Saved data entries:
# # # #
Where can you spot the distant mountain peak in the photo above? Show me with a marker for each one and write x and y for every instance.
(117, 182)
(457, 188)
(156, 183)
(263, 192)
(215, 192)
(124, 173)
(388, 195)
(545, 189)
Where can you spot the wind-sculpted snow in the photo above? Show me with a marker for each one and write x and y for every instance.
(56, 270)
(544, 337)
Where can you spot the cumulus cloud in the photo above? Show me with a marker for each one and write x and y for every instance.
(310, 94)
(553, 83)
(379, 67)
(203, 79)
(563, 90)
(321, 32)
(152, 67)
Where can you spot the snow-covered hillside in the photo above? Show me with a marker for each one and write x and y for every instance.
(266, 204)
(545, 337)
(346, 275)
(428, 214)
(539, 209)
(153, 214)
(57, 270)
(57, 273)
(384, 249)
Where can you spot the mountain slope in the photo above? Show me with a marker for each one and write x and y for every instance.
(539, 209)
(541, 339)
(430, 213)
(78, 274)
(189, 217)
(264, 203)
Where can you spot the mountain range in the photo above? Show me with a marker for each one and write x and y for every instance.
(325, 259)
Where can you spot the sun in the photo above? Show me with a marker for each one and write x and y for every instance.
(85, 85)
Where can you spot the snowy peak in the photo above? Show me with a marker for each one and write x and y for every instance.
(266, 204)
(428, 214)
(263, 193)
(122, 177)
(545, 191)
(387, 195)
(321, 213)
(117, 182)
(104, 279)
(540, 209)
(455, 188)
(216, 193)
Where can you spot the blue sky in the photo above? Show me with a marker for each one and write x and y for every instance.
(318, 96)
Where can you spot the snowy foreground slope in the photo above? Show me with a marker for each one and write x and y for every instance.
# # # #
Set exercise: Extract, word for word, each line of the listing above.

Answer to this exercise:
Where can you spot the distant mountain peak in the photo above? Show me with a marker for each one and write x and y for every instance.
(117, 182)
(457, 188)
(156, 183)
(263, 192)
(215, 192)
(124, 173)
(388, 195)
(545, 189)
Where can you spot the wind-sculpted snow in the photo above? Show me with a marker for each one and write x and y for every instance.
(56, 270)
(544, 337)
Where can you spot the cumulus cloud in the photo above? Show me with a marker for each one and write x and y for every instance.
(310, 94)
(553, 83)
(379, 67)
(203, 79)
(563, 90)
(321, 32)
(152, 67)
Where can you spot the snow-covered hillside in the photo above? Show me with a marker for each one and write x and y for every instance.
(266, 204)
(545, 337)
(346, 275)
(428, 214)
(539, 209)
(153, 214)
(57, 270)
(57, 273)
(384, 249)
Where can you spot the mountain slope in the photo above? Show me with a marker for each one and write x and y for every instance.
(539, 209)
(541, 339)
(430, 213)
(78, 274)
(189, 217)
(264, 203)
Where can you spot the mountain range in the photo above? Show me with a marker for each one and write x and y for every instance.
(325, 259)
Where can you spot the sun in the photo above? Show me with a marker for each one and write x and y for every instance.
(85, 85)
Where can you spot the snowy peak in the photo above? Show me with a marker for each one and write x and y for every instance.
(266, 204)
(428, 214)
(263, 193)
(122, 177)
(545, 191)
(387, 195)
(321, 213)
(117, 182)
(104, 279)
(540, 209)
(455, 188)
(216, 193)
Where can you spot the blue sky in the photo above? Show me with a marker for each one and write x and y for every instance.
(318, 96)
Where can you spot the snowy foreground slope in the photo above? Show me with a marker for each one and write x and y for every instance.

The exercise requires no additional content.